[Records from a dataset]
--------------------

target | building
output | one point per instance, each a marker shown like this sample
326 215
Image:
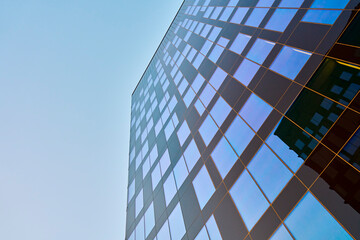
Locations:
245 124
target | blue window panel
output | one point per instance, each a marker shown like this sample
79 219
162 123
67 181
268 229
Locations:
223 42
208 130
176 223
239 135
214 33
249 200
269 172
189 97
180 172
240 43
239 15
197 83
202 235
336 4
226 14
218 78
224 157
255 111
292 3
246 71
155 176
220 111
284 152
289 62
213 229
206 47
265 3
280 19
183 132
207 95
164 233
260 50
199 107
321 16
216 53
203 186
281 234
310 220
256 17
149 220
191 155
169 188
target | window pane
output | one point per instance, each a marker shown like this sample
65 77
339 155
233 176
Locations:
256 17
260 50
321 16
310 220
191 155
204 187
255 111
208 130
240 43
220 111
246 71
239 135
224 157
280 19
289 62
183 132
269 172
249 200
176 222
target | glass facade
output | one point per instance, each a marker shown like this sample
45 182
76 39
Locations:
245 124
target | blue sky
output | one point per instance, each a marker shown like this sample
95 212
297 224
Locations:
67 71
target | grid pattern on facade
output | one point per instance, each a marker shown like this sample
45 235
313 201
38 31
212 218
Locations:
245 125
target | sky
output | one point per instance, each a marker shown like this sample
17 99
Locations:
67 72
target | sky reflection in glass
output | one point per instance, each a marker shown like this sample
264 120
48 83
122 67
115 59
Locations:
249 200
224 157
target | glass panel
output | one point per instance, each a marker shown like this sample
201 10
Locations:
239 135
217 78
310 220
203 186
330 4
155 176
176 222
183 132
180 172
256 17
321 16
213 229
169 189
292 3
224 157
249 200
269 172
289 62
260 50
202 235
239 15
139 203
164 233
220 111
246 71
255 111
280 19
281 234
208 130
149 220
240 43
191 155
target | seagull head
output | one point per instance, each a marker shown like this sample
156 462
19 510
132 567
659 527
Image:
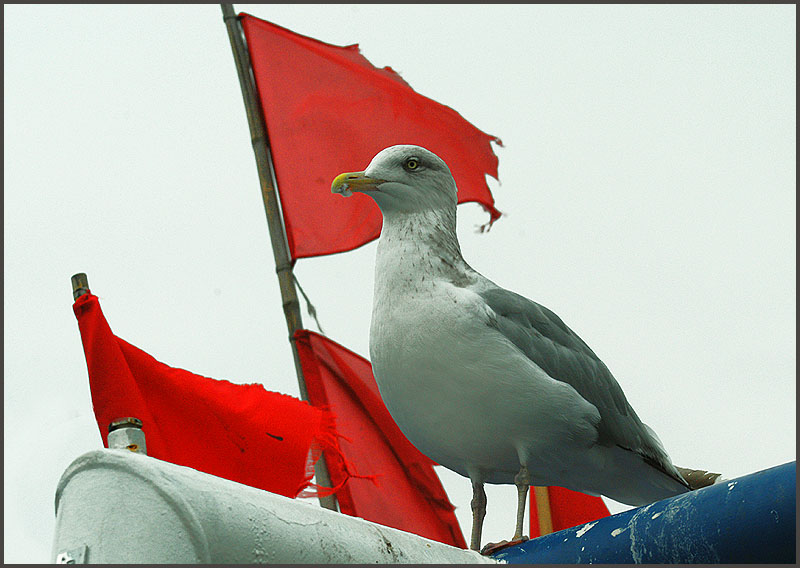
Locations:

--------------------

→ EXERCISE DIRECTIONS: Convert the listing above into a JSON list of strings, one string per line, skipping blank lines and covering every record. Omit the pictures.

→ TASK OUTPUT:
[
  "target | building",
  "output | one point per instance, each a marker shown like this sample",
  "326 215",
  "Image:",
  "Locations:",
  "245 124",
  "target | blue window panel",
  "output | one point per instance, each a marker shown like this sample",
  "79 219",
  "162 123",
  "67 181",
  "268 229",
  "Locations:",
  "223 42",
  "208 130",
  "176 223",
  "239 135",
  "214 33",
  "249 200",
  "269 172",
  "189 97",
  "180 172",
  "240 43",
  "239 15",
  "197 83",
  "202 235",
  "336 4",
  "226 14",
  "218 78",
  "224 157",
  "255 111",
  "292 3",
  "246 71",
  "155 176",
  "220 111",
  "284 152",
  "289 62",
  "213 229",
  "206 47",
  "265 3",
  "280 19",
  "183 132",
  "207 95",
  "164 233",
  "260 50",
  "199 107",
  "321 16",
  "216 53",
  "203 186",
  "281 234",
  "310 220",
  "256 17",
  "149 220",
  "191 155",
  "169 188",
  "target | window pane",
  "output | one point per instance, each a marker shown like this sample",
  "65 77",
  "339 155",
  "233 176",
  "Locations:",
  "256 17",
  "260 50",
  "321 16",
  "310 220",
  "191 155",
  "204 187",
  "255 111",
  "208 130",
  "240 43",
  "220 111",
  "246 71",
  "239 135",
  "224 157",
  "280 19",
  "289 62",
  "183 132",
  "269 172",
  "249 200",
  "176 222",
  "target | glass facade",
  "output | one point per instance, each a marker shown like this sample",
  "45 182",
  "76 39",
  "Locations:",
  "245 124",
  "target | blue sky",
  "output | one point per instance, each a marker shown like this sample",
  "95 212",
  "297 224",
  "Locations:",
  "67 71",
  "target | grid pattern on facade",
  "output | one point per instance, each a marker shown like this sample",
  "45 235",
  "313 201",
  "38 31",
  "212 218",
  "Locations:",
  "245 125",
  "target | sky",
  "output | one point per instance, each a marker shown like this sample",
  "17 99",
  "Locations:",
  "67 72",
  "target | sky reflection in glass",
  "output | one point per instance, each a marker shown like this sample",
  "264 120",
  "48 83",
  "122 67",
  "115 59",
  "Locations:",
  "249 200",
  "224 157",
  "target | glass panel",
  "output | one point per instance, each a marker shown like this sample",
  "201 10",
  "Locations:",
  "239 135",
  "217 78",
  "310 220",
  "203 186",
  "330 4",
  "155 176",
  "176 222",
  "183 132",
  "180 172",
  "256 17",
  "321 16",
  "213 229",
  "169 189",
  "292 3",
  "224 157",
  "249 200",
  "269 172",
  "289 62",
  "260 50",
  "202 235",
  "239 15",
  "139 203",
  "164 233",
  "220 111",
  "246 71",
  "255 111",
  "280 19",
  "281 234",
  "208 130",
  "149 220",
  "240 43",
  "191 155",
  "target | seagull head",
  "output | one point per instance, each a marker shown like this sample",
  "156 462",
  "19 510",
  "132 567",
  "659 527",
  "Image:",
  "Locations:"
]